◆ **INSTRUCTION**
Retype each of the following records word for word, keeping every line as it stands.

◆ **SOURCE RECORDS**
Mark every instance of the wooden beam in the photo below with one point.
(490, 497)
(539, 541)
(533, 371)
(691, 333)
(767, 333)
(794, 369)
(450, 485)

◆ **FINAL ANSWER**
Mark every instance of the wooden beam in the photo below with one point.
(490, 497)
(539, 541)
(533, 371)
(691, 333)
(767, 333)
(794, 369)
(450, 485)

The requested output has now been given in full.